GIVEN TASK 1: In the paver patio thread, why can't the first poster dig down to level the sloped ground for the patio? Answer in one to three sentences.

TEXT BLOCK:
# # # # # # #

# Paver Patio above ground??Need help.



## lkitchings (Feb 15, 2011)

We are laying a 14' x 24' paver patio. The ground in sloped on one side, with a difference of 12" in height from front to back. We can't dig down deep enough to level it off because septic lines are underground there. Can we install two 1" x 6" composite boards (one on top of the other) and move dirt next to it and then put pavers against the board. We are "soldiering" 6" x 9" pavers as a border and then laying pavers inside the "soldiers" for the patio. I want to make sure the pavers don't start to lean outward since they are not in the ground. We really want to make the patio level because we are going to have a walkway from the patio downhill to a pier.


----------



## Scoutsout (Mar 4, 2011)

If you're planning to have 1 side of your patio sitting 12" above grade, you're going to need to build a retaining wall and 1x6 boards are NOT going to cut it. Ties or retaining wall blocks are what you're going to need, and you may need to wrap these walls around the sides of the patio to get you back to grade depending on the way the ground lies. (This is not my project and I have no affiliation with this site, but they have a good picture of what I'm talking about: http://www.megrathstonework.com/id4.html)


----------



## concretemasonry (Oct 10, 2006)

You may want to look at the great sites of the major segmental retaining wall (SRW) developers (U.S. and international) since they are commonly used in conjunction with paving stones since few sites are really flat. The units shown vary slightly, but the application and idea photos can be very helpful. - they are sites for Allan Block, Anchor Wall systems, Keystone and Versalok. These products generally readily available and there are some "knock-off" units that may have some limitations and less support.

Dick


----------



## zol_Ca (Mar 24, 2011)

unless u plan on re grading the yard up to the patio on that side sticking up 1 foot then a retaining wall would be a must but if u wanna save some money extend ur base past the patio half a foot to a foot the more the better but atleast a half foot, then place dirt looking anywhere from 2'-3' or more depening on what kind of slope u want ur yard to run up to your patio at. also you can get sum snap edge from your local landscape supply store or somthing like snap edge and use 12" steel nails to hold the snap edge against your soldiers just make sure your not driving a spike anywere near a pipe for your tank


----------

# # # # # # #

STORED ROWS:
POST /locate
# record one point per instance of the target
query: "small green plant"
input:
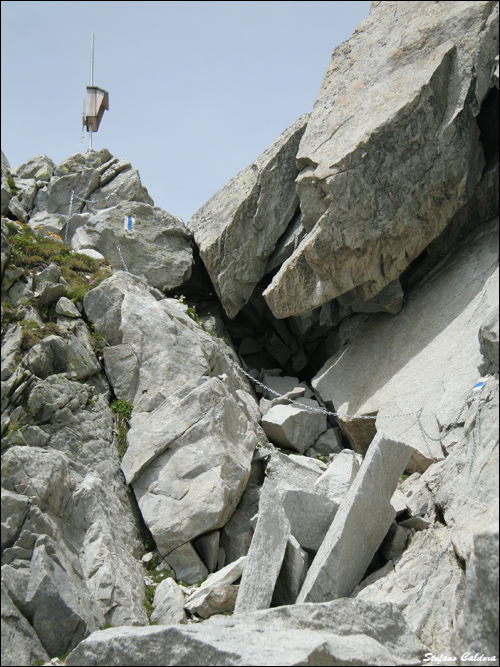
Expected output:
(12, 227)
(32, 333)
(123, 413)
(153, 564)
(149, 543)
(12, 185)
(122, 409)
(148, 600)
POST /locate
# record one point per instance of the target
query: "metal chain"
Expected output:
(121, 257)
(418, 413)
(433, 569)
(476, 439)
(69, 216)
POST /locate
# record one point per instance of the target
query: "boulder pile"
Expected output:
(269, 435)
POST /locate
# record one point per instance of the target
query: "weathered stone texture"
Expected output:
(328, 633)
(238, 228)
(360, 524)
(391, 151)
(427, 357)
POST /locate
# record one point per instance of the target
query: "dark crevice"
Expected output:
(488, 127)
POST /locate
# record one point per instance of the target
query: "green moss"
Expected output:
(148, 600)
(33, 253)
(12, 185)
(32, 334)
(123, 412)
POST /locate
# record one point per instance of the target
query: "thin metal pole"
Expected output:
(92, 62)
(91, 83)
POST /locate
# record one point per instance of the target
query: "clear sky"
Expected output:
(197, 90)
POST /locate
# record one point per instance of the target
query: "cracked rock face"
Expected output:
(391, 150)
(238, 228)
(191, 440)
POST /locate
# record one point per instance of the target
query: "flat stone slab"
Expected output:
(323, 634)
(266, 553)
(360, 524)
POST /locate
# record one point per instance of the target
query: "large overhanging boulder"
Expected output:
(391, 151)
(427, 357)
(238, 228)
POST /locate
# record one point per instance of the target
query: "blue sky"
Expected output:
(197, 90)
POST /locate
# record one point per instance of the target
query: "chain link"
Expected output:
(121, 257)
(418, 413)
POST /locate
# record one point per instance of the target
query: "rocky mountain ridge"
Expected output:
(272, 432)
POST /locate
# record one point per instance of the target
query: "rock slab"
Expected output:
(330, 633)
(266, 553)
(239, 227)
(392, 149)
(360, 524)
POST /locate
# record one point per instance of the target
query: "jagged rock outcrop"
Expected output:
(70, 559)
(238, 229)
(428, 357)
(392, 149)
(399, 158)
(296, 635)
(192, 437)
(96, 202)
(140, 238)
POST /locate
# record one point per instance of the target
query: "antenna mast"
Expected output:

# # # # # # #

GIVEN TASK 2: Pick out every line in the rows above that contains the string "stone". Case counts.

RIGHT ANSWER 1: The first poster can't dig down deep enough because septic lines run underground in that spot.

RIGHT ANSWER 2:
query: "weathered stone texture"
query: "flat stone slab"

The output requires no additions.